Shark grit is not sand, it does not leave a textured look, you can't even really see it when its applied and it does get mixed with your second coat and applied to the areas that you want to make slip resistant. Floor enamel can become slippery, so especially on stairs I would use a slip resistant additive.


----------



## Gymschu (Dec 12, 2010)

housepaintingny said:


> Shark grit is not sand, it does not leave a textured look, you can't even really see it when its applied and it does get mixed with your second coat and applied to the areas that you want to make slip resistant. Floor enamel can become slippery, so especially on stairs I would use a slip resistant additive.


Exactly! Shark grit is awesome.


----------



## rredogg (Dec 27, 2005)

Thanks for all your assistance. When the weather warms up it's on my list of spring projects. SHARK GRIP, SHARK GRIP, SHARK GRIP.

regards, rredogg

"Old too soon, smart too late."


----------



## jsheridan (Jan 30, 2011)

I stand corrected. I've never heard of shark grit. It may not be around this area. I'll have to keep my eye out and ask around. Thanks.


----------



## housepaintingny (Jul 25, 2009)

jsheridan said:


> I stand corrected. I've never heard of shark grit. It may not be around this area. I'll have to keep my eye out and ask around. Thanks.


Shark Grit can be found in Sherwin Williams, its actually clear and made from recycled glass, but you can walk on it with bare feet and not even notice it at the same time it will give slip resistance. I don't use it on all walking surfaces, but on stairs I would, especially with an enamel , as they tend to be slippery at times.

Labeled-object pointing entries
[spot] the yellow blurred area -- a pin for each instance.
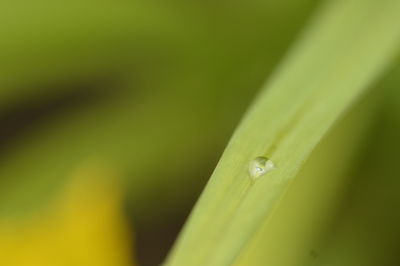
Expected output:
(84, 226)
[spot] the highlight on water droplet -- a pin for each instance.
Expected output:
(260, 166)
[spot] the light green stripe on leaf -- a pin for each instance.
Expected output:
(347, 46)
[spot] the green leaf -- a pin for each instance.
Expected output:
(347, 46)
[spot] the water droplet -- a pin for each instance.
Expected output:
(260, 166)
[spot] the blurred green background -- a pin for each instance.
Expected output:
(153, 90)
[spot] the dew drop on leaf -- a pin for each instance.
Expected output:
(260, 166)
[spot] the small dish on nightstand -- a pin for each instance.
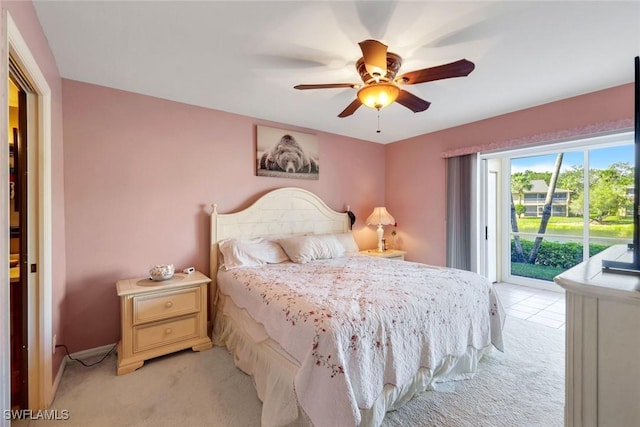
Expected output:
(161, 272)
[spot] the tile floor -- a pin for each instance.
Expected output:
(535, 305)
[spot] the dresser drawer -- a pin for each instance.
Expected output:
(152, 307)
(162, 333)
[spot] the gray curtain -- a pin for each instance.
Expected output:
(461, 212)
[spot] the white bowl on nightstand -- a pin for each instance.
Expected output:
(161, 272)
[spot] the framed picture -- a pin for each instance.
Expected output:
(286, 154)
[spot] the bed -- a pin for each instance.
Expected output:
(332, 337)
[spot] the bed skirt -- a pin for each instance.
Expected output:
(273, 371)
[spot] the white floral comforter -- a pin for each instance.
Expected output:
(357, 323)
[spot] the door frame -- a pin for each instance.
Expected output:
(584, 142)
(40, 229)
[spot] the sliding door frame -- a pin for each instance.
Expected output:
(504, 202)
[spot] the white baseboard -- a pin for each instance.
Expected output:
(91, 352)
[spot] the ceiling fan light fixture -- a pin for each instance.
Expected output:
(378, 95)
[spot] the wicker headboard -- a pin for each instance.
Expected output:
(285, 211)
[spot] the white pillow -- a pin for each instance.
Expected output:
(349, 243)
(302, 249)
(250, 252)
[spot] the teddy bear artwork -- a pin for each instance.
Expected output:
(287, 154)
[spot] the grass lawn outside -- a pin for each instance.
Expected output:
(541, 272)
(613, 227)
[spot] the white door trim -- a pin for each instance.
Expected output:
(39, 283)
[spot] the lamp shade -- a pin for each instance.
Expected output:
(380, 216)
(378, 95)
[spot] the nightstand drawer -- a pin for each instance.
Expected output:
(147, 308)
(159, 334)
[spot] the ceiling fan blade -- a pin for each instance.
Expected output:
(459, 68)
(326, 86)
(412, 102)
(351, 108)
(374, 54)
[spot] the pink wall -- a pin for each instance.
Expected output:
(140, 175)
(27, 22)
(415, 169)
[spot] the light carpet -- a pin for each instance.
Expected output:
(524, 386)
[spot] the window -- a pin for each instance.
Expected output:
(561, 204)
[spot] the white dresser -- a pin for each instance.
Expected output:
(603, 343)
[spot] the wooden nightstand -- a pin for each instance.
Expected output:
(389, 253)
(158, 318)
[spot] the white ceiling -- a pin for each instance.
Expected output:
(245, 57)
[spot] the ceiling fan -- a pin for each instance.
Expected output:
(381, 87)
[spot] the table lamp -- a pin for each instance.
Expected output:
(380, 217)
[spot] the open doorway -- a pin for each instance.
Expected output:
(37, 278)
(18, 245)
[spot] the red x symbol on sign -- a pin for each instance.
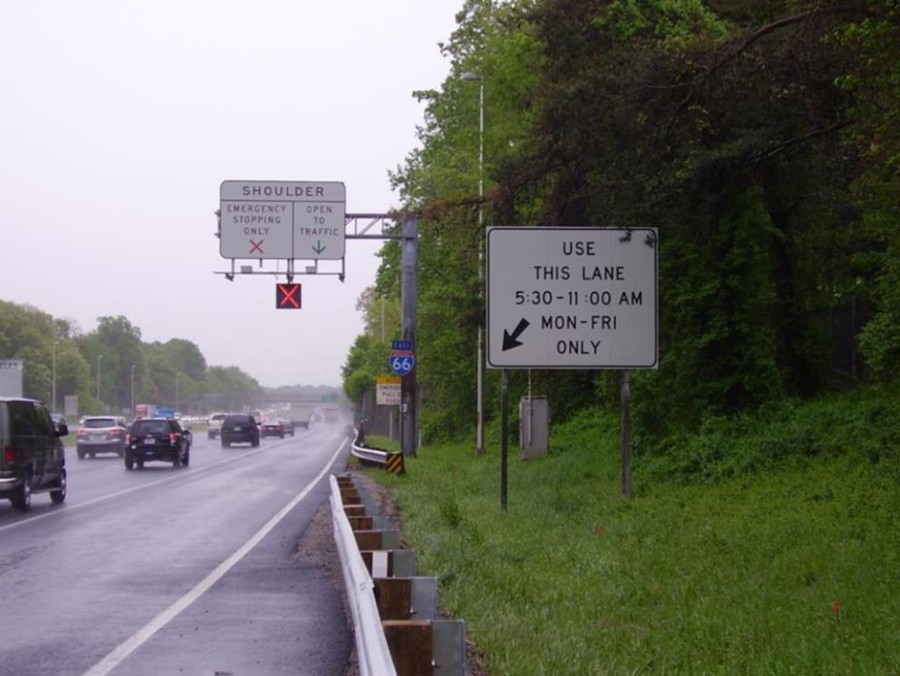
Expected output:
(287, 296)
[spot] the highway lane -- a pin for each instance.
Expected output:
(175, 571)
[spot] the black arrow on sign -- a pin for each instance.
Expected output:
(511, 340)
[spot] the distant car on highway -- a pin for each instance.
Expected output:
(160, 439)
(288, 426)
(101, 434)
(276, 428)
(239, 428)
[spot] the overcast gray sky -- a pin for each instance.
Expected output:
(120, 119)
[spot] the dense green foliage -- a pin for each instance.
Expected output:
(173, 374)
(779, 562)
(759, 137)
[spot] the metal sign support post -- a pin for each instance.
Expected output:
(626, 433)
(408, 262)
(504, 436)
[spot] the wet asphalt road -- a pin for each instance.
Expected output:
(175, 571)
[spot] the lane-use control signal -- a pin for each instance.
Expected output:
(287, 296)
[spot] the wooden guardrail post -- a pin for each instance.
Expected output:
(410, 645)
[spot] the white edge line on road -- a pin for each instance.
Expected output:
(119, 654)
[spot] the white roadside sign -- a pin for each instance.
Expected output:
(387, 391)
(282, 219)
(572, 298)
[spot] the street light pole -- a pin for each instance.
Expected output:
(99, 358)
(53, 393)
(479, 430)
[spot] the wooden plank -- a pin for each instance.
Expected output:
(410, 644)
(394, 597)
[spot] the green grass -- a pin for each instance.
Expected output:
(789, 564)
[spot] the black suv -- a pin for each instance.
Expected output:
(156, 439)
(239, 428)
(32, 456)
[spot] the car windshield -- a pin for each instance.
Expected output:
(99, 422)
(150, 427)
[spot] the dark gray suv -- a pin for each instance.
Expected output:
(32, 455)
(156, 439)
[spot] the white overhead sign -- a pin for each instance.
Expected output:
(282, 219)
(572, 298)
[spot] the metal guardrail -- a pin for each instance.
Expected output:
(373, 653)
(391, 461)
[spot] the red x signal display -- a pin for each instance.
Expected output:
(287, 296)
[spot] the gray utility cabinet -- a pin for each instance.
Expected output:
(534, 426)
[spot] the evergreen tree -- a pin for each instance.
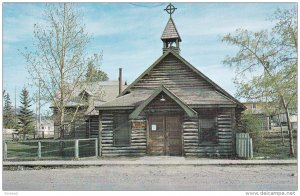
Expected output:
(26, 115)
(8, 113)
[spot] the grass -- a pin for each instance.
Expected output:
(272, 147)
(50, 149)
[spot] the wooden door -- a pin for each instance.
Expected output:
(156, 143)
(173, 135)
(165, 135)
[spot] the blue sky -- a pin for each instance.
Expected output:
(129, 36)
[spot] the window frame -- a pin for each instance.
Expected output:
(214, 139)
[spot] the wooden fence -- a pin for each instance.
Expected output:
(244, 148)
(50, 149)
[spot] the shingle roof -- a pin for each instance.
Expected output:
(220, 91)
(190, 97)
(170, 31)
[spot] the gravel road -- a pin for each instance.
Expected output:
(142, 177)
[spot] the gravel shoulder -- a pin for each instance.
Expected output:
(165, 177)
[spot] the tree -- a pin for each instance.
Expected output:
(26, 115)
(58, 62)
(8, 113)
(266, 64)
(251, 123)
(93, 73)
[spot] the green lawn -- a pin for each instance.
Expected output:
(50, 149)
(273, 148)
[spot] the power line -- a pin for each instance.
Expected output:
(147, 6)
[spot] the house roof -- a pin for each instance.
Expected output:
(99, 92)
(170, 31)
(223, 95)
(192, 97)
(190, 112)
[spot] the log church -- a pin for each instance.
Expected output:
(171, 109)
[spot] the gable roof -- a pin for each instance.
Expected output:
(170, 51)
(190, 112)
(170, 31)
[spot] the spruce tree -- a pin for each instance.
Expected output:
(26, 115)
(8, 113)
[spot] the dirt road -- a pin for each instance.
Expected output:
(218, 178)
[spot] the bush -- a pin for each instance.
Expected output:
(252, 124)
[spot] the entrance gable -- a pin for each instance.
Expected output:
(189, 111)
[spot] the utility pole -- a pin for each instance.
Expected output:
(15, 107)
(39, 104)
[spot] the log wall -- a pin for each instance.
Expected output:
(138, 138)
(225, 129)
(192, 145)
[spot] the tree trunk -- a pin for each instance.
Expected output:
(282, 137)
(292, 152)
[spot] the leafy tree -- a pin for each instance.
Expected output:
(26, 115)
(8, 113)
(252, 124)
(266, 64)
(58, 63)
(93, 73)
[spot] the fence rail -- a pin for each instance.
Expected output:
(50, 149)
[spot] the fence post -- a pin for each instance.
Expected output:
(76, 149)
(5, 150)
(96, 147)
(39, 149)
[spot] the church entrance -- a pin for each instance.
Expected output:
(165, 135)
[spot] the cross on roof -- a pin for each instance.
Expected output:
(170, 9)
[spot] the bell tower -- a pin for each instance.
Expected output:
(170, 36)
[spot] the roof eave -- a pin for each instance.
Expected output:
(190, 112)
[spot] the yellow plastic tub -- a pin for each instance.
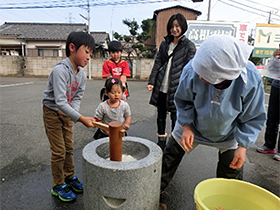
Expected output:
(231, 194)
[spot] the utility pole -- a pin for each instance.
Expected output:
(89, 62)
(209, 8)
(88, 30)
(269, 17)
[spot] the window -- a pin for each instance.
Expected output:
(48, 52)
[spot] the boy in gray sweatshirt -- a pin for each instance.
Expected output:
(61, 104)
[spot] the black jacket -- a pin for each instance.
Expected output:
(182, 54)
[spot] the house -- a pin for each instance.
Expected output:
(44, 39)
(161, 18)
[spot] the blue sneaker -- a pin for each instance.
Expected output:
(63, 193)
(74, 183)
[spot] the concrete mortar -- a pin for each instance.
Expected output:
(122, 185)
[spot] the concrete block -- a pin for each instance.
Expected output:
(122, 185)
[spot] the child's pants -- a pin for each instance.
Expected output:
(59, 129)
(174, 153)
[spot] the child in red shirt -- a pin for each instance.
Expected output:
(115, 66)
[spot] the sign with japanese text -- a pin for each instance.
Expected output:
(267, 40)
(198, 31)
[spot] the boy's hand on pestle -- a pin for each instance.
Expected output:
(126, 126)
(87, 121)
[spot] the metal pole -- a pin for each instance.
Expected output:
(89, 62)
(209, 8)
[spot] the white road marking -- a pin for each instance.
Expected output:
(16, 84)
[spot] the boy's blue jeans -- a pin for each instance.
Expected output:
(59, 130)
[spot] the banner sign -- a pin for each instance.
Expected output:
(267, 40)
(198, 31)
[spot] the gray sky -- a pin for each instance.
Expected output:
(109, 18)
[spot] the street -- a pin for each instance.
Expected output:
(25, 154)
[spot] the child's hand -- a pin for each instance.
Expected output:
(150, 87)
(126, 126)
(187, 138)
(87, 121)
(239, 158)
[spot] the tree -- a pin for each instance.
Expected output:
(135, 42)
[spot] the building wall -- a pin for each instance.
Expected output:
(42, 66)
(162, 20)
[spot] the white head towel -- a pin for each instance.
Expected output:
(220, 58)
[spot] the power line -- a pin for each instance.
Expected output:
(65, 4)
(263, 5)
(248, 10)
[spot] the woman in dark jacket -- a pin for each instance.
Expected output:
(174, 53)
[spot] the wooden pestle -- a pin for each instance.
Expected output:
(115, 138)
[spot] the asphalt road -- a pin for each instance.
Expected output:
(25, 155)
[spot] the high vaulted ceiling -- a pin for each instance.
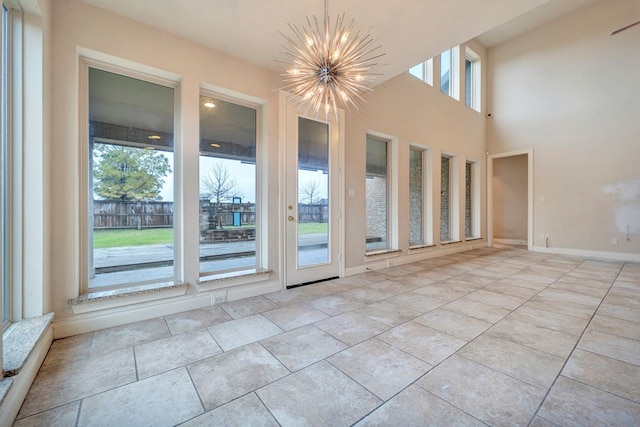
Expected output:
(409, 31)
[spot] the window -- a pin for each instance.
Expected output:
(228, 211)
(130, 173)
(448, 72)
(377, 188)
(472, 79)
(448, 199)
(423, 71)
(420, 228)
(5, 167)
(472, 200)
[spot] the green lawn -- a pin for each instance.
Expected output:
(157, 236)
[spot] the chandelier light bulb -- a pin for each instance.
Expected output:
(327, 67)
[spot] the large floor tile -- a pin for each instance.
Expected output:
(246, 330)
(571, 403)
(294, 316)
(524, 363)
(112, 339)
(488, 395)
(227, 376)
(334, 304)
(381, 368)
(422, 342)
(458, 325)
(195, 319)
(62, 416)
(613, 346)
(613, 326)
(534, 336)
(324, 396)
(172, 352)
(68, 350)
(388, 313)
(352, 328)
(499, 300)
(479, 310)
(163, 400)
(561, 306)
(244, 411)
(302, 347)
(63, 383)
(248, 307)
(620, 312)
(417, 407)
(614, 376)
(548, 319)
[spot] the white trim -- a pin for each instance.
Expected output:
(490, 159)
(585, 253)
(22, 382)
(89, 322)
(518, 242)
(416, 256)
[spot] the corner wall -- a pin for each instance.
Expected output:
(570, 91)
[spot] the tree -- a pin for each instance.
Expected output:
(128, 173)
(310, 191)
(218, 185)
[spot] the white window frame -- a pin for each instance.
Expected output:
(476, 231)
(476, 79)
(423, 71)
(392, 191)
(260, 235)
(112, 65)
(454, 73)
(454, 199)
(427, 196)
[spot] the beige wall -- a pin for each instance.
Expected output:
(570, 91)
(403, 108)
(78, 27)
(510, 193)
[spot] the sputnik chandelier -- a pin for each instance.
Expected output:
(328, 66)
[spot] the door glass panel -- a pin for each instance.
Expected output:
(313, 192)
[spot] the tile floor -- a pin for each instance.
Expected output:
(490, 336)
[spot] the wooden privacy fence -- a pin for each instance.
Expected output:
(113, 214)
(131, 214)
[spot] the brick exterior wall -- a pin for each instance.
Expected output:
(468, 220)
(377, 207)
(415, 198)
(445, 206)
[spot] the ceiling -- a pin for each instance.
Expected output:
(409, 31)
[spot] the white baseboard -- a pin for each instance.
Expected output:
(517, 242)
(89, 322)
(583, 253)
(22, 382)
(431, 252)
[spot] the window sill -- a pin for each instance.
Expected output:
(420, 248)
(19, 340)
(101, 300)
(224, 280)
(384, 253)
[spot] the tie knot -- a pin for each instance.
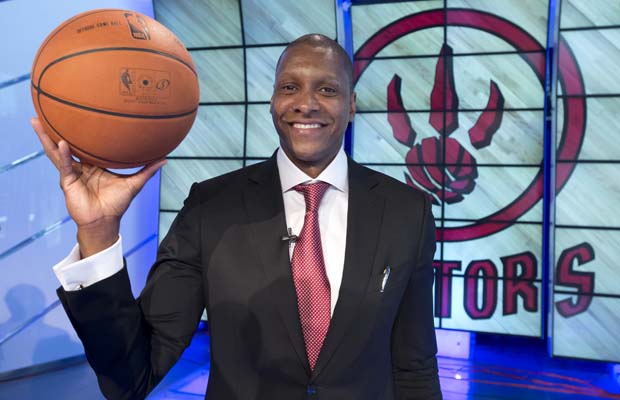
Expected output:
(313, 193)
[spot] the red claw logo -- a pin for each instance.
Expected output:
(458, 178)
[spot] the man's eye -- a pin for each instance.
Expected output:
(288, 88)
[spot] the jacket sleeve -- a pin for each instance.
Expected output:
(132, 343)
(414, 364)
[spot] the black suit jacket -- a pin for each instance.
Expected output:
(225, 252)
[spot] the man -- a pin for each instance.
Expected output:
(339, 306)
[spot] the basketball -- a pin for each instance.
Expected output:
(118, 86)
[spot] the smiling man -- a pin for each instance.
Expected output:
(316, 272)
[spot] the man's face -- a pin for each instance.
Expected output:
(312, 104)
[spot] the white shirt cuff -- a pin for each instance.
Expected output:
(75, 274)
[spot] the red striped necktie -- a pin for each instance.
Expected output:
(309, 276)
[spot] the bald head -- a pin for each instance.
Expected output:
(316, 40)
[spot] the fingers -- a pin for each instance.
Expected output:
(48, 144)
(65, 164)
(141, 177)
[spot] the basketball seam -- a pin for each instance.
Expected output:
(81, 149)
(116, 114)
(65, 24)
(56, 61)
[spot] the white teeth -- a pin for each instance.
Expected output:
(306, 126)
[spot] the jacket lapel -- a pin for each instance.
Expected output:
(363, 224)
(265, 207)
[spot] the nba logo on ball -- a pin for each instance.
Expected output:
(118, 86)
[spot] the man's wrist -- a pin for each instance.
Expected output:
(95, 237)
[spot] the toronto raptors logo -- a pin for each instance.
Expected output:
(457, 178)
(443, 163)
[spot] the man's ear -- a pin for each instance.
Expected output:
(352, 106)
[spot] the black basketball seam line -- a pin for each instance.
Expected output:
(79, 53)
(116, 114)
(78, 147)
(65, 24)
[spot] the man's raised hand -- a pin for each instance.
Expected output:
(95, 197)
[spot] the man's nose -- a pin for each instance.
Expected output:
(307, 102)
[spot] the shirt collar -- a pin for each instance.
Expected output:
(336, 173)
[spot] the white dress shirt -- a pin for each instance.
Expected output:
(75, 273)
(332, 212)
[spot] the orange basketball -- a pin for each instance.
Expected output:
(118, 86)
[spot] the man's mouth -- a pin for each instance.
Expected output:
(299, 125)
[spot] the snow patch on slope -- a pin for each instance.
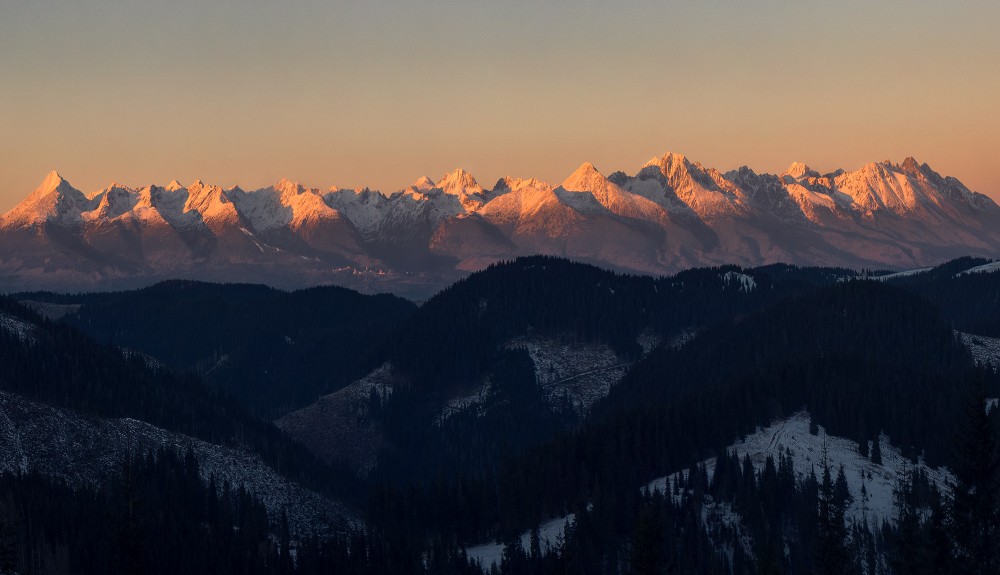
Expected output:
(22, 330)
(983, 269)
(565, 369)
(550, 535)
(792, 435)
(985, 350)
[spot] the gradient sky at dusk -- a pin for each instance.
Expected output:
(379, 93)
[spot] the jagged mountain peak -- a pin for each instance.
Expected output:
(459, 182)
(586, 178)
(51, 181)
(799, 170)
(53, 200)
(288, 186)
(667, 161)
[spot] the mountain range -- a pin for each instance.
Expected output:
(672, 214)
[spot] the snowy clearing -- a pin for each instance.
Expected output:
(807, 451)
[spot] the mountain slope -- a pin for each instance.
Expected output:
(672, 214)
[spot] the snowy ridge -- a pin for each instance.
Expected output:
(672, 214)
(985, 350)
(550, 534)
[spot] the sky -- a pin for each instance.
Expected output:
(380, 92)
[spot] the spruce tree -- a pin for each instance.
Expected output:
(975, 501)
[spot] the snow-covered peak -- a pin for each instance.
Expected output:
(799, 170)
(459, 183)
(113, 201)
(586, 178)
(509, 184)
(287, 186)
(668, 162)
(423, 183)
(53, 200)
(51, 182)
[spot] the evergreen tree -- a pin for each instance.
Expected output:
(975, 497)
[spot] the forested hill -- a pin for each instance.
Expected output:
(57, 365)
(273, 350)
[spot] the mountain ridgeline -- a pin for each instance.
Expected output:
(536, 392)
(672, 214)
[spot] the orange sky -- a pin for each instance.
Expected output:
(380, 93)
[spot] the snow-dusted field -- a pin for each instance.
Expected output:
(902, 274)
(806, 451)
(23, 331)
(985, 350)
(786, 436)
(985, 268)
(337, 426)
(584, 372)
(550, 534)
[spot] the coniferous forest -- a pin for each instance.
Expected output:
(472, 446)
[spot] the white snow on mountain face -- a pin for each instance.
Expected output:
(550, 534)
(985, 350)
(26, 332)
(673, 214)
(788, 436)
(983, 269)
(792, 436)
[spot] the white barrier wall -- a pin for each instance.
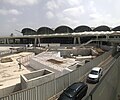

Work to complete =>
1. According to the Shark Grit thread, what material is Shark Grit made from?
2. Write the next post of the Shark Grit thread.
The listing above was taken from a separate source.

Results for the exercise =>
1. It is made from recycled glass.

2.
----------



## smithburt21 (Mar 2, 2011)

Nice to hear about Shark Grit. I honestly say that I also not found it. Now I am painting basement stairs. After complete this painting, I can use paint formulated for porches or floors.


----------



## rredogg (Dec 27, 2005)

I started this post regarding stairs. With your good advice it worked out well.
At Sherwin Williams I purchased the porch and floor paint (satin finish) and SHARK GRIP. On the final coat of the threads I mixed a pint of the paint to a portion of the Shark Grip. 

Thanks again, rredogg


----------



## jsheridan (Jan 30, 2011)

rredogg said:


> I started this post regarding stairs. With your good advice it worked out well.
> At Sherwin Williams I purchased the porch and floor paint (satin finish) and SHARK GRIP. On the final coat of the threads I mixed a pint of the paint to a portion of the Shark Grip.
> 
> Thanks again, rredogg


Thanks for bringing a conclusion to the thread Rredogg. Glad to hear it worked out well for you. This will be helpful to those who search this later.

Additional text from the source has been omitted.